### Supplied information

===============

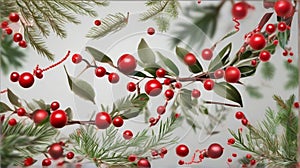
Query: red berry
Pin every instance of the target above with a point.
(215, 151)
(283, 8)
(209, 84)
(257, 41)
(127, 64)
(161, 110)
(58, 118)
(239, 115)
(97, 22)
(113, 78)
(14, 76)
(196, 93)
(281, 26)
(118, 121)
(54, 105)
(102, 120)
(26, 80)
(12, 122)
(127, 134)
(270, 28)
(182, 150)
(17, 37)
(70, 155)
(151, 31)
(160, 72)
(264, 56)
(56, 151)
(46, 162)
(169, 94)
(153, 87)
(143, 163)
(190, 59)
(232, 74)
(14, 17)
(39, 116)
(100, 71)
(76, 58)
(207, 54)
(131, 87)
(21, 111)
(239, 10)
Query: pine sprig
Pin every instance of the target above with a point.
(111, 23)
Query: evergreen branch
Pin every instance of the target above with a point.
(111, 23)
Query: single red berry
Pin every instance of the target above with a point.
(281, 26)
(208, 84)
(70, 155)
(160, 72)
(264, 56)
(196, 93)
(257, 41)
(54, 105)
(46, 162)
(113, 78)
(103, 120)
(190, 59)
(14, 17)
(239, 115)
(143, 163)
(97, 22)
(215, 151)
(12, 122)
(56, 151)
(39, 116)
(14, 76)
(232, 74)
(153, 87)
(127, 134)
(118, 121)
(182, 150)
(219, 73)
(283, 8)
(151, 31)
(239, 10)
(161, 110)
(26, 80)
(58, 118)
(207, 54)
(270, 28)
(17, 37)
(127, 64)
(131, 87)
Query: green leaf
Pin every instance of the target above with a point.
(98, 55)
(221, 59)
(81, 88)
(229, 92)
(4, 108)
(13, 98)
(145, 53)
(181, 52)
(169, 64)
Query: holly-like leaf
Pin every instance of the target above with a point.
(229, 92)
(98, 55)
(145, 53)
(14, 99)
(169, 64)
(221, 59)
(4, 108)
(181, 52)
(81, 88)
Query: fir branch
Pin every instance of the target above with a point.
(111, 23)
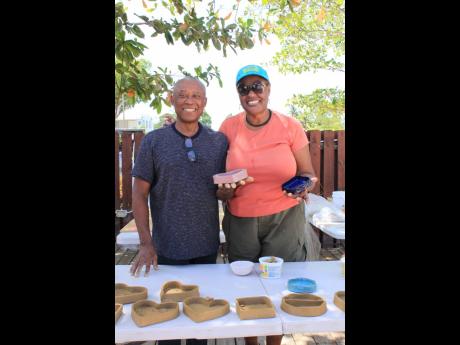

===============

Write out the records above exactly. Begin with the first line, end with the line holding "Query: pine sprig", and drop the pictures.

Query: red berry
Pin every instance of the target above with a point.
(215, 151)
(283, 8)
(209, 84)
(257, 41)
(127, 64)
(161, 110)
(58, 118)
(239, 115)
(97, 22)
(113, 78)
(14, 76)
(196, 93)
(281, 26)
(118, 121)
(54, 105)
(102, 120)
(26, 80)
(12, 122)
(127, 134)
(270, 28)
(182, 150)
(17, 37)
(70, 155)
(151, 31)
(160, 72)
(264, 56)
(56, 151)
(46, 162)
(169, 94)
(153, 87)
(143, 163)
(190, 59)
(232, 74)
(14, 17)
(39, 116)
(100, 71)
(76, 58)
(207, 54)
(131, 87)
(21, 111)
(239, 10)
Query: pine sprig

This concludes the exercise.